BEGIN Materials provided
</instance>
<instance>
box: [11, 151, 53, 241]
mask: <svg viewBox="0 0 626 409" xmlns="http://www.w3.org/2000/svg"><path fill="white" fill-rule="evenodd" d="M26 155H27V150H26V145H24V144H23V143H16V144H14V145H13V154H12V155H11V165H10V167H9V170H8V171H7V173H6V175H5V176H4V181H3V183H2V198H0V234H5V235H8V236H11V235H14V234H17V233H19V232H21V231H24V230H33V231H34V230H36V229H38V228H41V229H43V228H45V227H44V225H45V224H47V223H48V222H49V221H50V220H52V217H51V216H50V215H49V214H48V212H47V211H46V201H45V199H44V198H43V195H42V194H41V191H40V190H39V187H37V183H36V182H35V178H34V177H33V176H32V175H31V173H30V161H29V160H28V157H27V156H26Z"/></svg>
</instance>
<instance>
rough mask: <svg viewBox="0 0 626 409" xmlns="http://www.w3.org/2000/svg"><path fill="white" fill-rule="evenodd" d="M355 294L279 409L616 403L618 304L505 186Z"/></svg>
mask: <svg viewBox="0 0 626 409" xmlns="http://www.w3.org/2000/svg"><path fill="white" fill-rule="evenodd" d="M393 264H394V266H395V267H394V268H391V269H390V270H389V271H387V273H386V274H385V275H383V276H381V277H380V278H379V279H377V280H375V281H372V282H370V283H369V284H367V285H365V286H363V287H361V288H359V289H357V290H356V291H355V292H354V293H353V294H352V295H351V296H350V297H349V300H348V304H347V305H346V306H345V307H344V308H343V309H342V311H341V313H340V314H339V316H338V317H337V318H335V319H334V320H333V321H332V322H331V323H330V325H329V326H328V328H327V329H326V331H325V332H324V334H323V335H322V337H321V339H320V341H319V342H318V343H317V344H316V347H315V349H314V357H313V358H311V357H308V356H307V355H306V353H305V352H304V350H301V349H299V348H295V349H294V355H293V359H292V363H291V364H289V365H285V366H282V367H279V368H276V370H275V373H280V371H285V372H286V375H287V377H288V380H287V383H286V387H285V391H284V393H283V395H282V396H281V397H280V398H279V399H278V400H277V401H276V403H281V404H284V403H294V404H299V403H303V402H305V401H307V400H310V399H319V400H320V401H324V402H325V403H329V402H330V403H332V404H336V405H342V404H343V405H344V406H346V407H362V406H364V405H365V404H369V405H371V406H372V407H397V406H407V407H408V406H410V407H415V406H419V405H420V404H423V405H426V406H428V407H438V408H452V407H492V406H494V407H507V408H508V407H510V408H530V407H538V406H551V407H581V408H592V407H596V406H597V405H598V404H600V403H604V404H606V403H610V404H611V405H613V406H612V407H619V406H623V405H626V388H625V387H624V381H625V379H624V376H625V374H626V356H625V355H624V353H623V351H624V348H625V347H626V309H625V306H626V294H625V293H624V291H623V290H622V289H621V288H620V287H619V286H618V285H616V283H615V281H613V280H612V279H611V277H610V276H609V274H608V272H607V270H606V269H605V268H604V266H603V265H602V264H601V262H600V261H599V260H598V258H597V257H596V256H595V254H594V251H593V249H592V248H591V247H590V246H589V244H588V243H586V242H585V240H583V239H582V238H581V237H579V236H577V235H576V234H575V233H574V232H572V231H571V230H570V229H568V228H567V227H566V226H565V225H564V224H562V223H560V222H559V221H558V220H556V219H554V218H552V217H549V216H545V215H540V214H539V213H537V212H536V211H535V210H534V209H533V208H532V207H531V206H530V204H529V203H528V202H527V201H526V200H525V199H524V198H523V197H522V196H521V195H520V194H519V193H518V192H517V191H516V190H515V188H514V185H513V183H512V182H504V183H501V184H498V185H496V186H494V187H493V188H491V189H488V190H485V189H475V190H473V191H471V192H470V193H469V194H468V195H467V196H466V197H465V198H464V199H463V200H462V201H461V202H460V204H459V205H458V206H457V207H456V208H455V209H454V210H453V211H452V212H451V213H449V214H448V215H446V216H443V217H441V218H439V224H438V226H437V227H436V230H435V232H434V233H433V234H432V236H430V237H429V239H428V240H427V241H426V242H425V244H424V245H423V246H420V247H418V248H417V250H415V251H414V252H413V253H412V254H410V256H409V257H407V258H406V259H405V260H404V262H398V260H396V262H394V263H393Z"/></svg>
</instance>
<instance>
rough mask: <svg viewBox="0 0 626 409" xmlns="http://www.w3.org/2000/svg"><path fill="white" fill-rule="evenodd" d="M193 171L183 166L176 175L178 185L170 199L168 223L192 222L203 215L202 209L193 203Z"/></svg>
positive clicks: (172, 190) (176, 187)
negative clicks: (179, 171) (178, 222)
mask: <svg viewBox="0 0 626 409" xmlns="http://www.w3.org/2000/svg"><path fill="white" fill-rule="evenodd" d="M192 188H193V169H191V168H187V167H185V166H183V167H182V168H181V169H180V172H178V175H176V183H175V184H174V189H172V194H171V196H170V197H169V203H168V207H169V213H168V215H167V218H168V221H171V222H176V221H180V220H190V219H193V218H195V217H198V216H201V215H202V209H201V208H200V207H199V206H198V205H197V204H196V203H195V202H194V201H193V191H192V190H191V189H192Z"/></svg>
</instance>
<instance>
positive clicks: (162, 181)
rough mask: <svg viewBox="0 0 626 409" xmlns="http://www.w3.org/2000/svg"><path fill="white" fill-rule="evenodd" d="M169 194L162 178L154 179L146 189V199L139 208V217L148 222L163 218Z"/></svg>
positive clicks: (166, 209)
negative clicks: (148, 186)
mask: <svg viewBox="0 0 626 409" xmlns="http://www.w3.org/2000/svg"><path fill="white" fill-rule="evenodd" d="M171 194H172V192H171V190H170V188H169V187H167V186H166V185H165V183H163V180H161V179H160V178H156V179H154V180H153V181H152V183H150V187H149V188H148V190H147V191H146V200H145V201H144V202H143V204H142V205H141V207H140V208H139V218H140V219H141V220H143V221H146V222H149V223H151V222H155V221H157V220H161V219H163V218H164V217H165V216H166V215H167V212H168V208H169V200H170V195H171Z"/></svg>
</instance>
END Materials provided
> What to work on:
Set down each entry again, unchanged.

> Answer to this exercise:
</instance>
<instance>
box: [11, 151, 53, 241]
mask: <svg viewBox="0 0 626 409" xmlns="http://www.w3.org/2000/svg"><path fill="white" fill-rule="evenodd" d="M26 155H27V150H26V145H24V144H23V143H16V144H14V145H13V154H12V155H11V165H10V167H9V170H8V171H7V173H6V175H5V176H4V181H3V183H2V198H0V234H5V235H8V236H11V235H14V234H17V233H19V232H21V231H24V230H33V231H34V230H36V229H38V228H41V229H43V228H45V227H44V225H45V224H47V223H48V222H49V221H50V220H52V217H51V216H50V215H49V214H48V212H47V211H46V201H45V199H44V198H43V195H42V194H41V191H40V190H39V187H37V183H36V182H35V178H34V177H33V176H32V175H31V173H30V161H29V160H28V157H27V156H26Z"/></svg>
</instance>
<instance>
rough mask: <svg viewBox="0 0 626 409" xmlns="http://www.w3.org/2000/svg"><path fill="white" fill-rule="evenodd" d="M355 294L279 409L616 403L618 304L505 186Z"/></svg>
mask: <svg viewBox="0 0 626 409" xmlns="http://www.w3.org/2000/svg"><path fill="white" fill-rule="evenodd" d="M393 264H394V266H395V267H394V268H391V269H390V270H389V271H387V273H386V274H385V275H383V276H381V277H380V278H379V279H377V280H375V281H372V282H370V283H369V284H367V285H365V286H363V287H361V288H359V289H357V290H356V291H355V292H354V293H353V294H352V295H351V296H350V297H349V300H348V304H347V305H346V306H345V307H344V308H343V309H342V311H341V313H340V314H339V316H338V317H337V318H335V319H334V320H333V321H332V322H331V323H330V325H329V326H328V328H327V329H326V331H325V332H324V334H323V335H322V337H321V339H320V341H319V342H318V343H317V344H316V347H315V349H314V357H313V358H311V357H308V356H307V355H306V353H305V352H304V350H301V349H299V348H295V349H294V355H293V359H292V363H291V364H289V365H285V366H282V367H279V368H276V370H275V373H280V371H285V372H286V375H287V377H288V380H287V383H286V387H285V391H284V393H283V395H282V396H281V397H280V398H279V399H278V400H277V401H276V403H281V404H284V403H294V404H299V403H303V402H305V401H307V400H310V399H319V400H320V401H324V402H325V403H329V402H330V403H332V404H336V405H342V404H343V405H344V406H346V407H362V406H364V405H365V404H369V405H371V406H372V407H397V406H407V407H408V406H410V407H415V406H419V405H420V404H423V405H426V406H428V407H438V408H452V407H492V406H494V407H507V408H508V407H510V408H530V407H538V406H551V407H581V408H592V407H596V406H597V405H598V404H600V403H604V404H606V403H610V404H611V405H613V406H612V407H619V406H623V405H626V388H625V387H624V381H625V379H624V376H625V374H626V356H625V355H624V353H623V351H624V348H625V347H626V309H625V306H626V294H625V293H624V291H623V290H622V289H621V288H620V287H619V286H618V285H616V283H615V281H613V280H612V279H611V277H610V276H609V274H608V272H607V270H606V269H605V268H604V266H603V265H602V264H601V262H600V261H599V260H598V258H597V257H596V256H595V254H594V251H593V249H592V248H591V247H590V246H589V244H588V243H586V242H585V240H583V239H582V238H581V237H579V236H577V235H576V234H575V233H574V232H572V231H571V230H570V229H568V228H567V227H566V226H565V225H564V224H562V223H560V222H559V221H558V220H556V219H554V218H552V217H549V216H545V215H540V214H539V213H537V212H536V211H535V210H534V209H533V208H532V207H531V206H530V204H529V203H528V202H527V201H526V200H525V199H524V198H523V197H522V196H521V195H520V194H519V193H518V192H517V191H516V190H515V188H514V185H513V183H512V182H504V183H501V184H498V185H496V186H494V187H493V188H491V189H488V190H485V189H475V190H473V191H471V192H470V193H469V194H468V195H467V196H466V197H465V198H464V199H463V200H462V201H461V202H460V204H459V205H458V206H457V207H456V208H455V209H454V210H453V211H452V212H451V213H449V214H448V215H446V216H443V217H441V218H439V224H438V226H437V227H436V230H435V232H434V233H433V234H432V236H430V237H429V239H428V240H427V241H426V242H425V244H424V245H423V246H420V247H418V248H417V250H415V251H414V252H413V253H412V254H410V256H409V257H407V258H406V259H405V260H404V262H398V260H396V262H394V263H393Z"/></svg>
</instance>
<instance>
rough mask: <svg viewBox="0 0 626 409" xmlns="http://www.w3.org/2000/svg"><path fill="white" fill-rule="evenodd" d="M193 171L183 166L176 175L178 185L170 199L168 223L192 222L203 215L202 209L193 203Z"/></svg>
positive clicks: (172, 190) (176, 187)
negative clicks: (179, 171) (178, 222)
mask: <svg viewBox="0 0 626 409" xmlns="http://www.w3.org/2000/svg"><path fill="white" fill-rule="evenodd" d="M192 188H193V169H191V168H187V167H185V166H183V167H182V168H181V169H180V172H178V175H176V183H175V184H174V189H172V194H171V196H170V197H169V203H168V207H169V213H168V215H167V218H168V221H171V222H176V221H180V220H190V219H193V218H195V217H198V216H201V215H202V209H201V208H200V207H199V206H198V205H197V204H196V203H195V202H194V201H193V191H192V190H191V189H192Z"/></svg>
</instance>
<instance>
positive clicks: (162, 181)
rough mask: <svg viewBox="0 0 626 409" xmlns="http://www.w3.org/2000/svg"><path fill="white" fill-rule="evenodd" d="M169 194L162 178L154 179L146 189V199L139 208V217L148 222L163 218Z"/></svg>
positive clicks: (166, 209)
negative clicks: (148, 186)
mask: <svg viewBox="0 0 626 409" xmlns="http://www.w3.org/2000/svg"><path fill="white" fill-rule="evenodd" d="M171 194H172V192H171V190H170V188H169V187H167V186H166V185H165V183H163V180H161V179H160V178H156V179H154V180H153V181H152V183H150V187H149V188H148V190H147V191H146V200H145V201H144V202H143V204H142V205H141V207H140V208H139V218H140V219H141V220H143V221H146V222H149V223H151V222H155V221H157V220H161V219H163V218H164V217H165V216H166V215H167V212H168V208H169V200H170V195H171Z"/></svg>
</instance>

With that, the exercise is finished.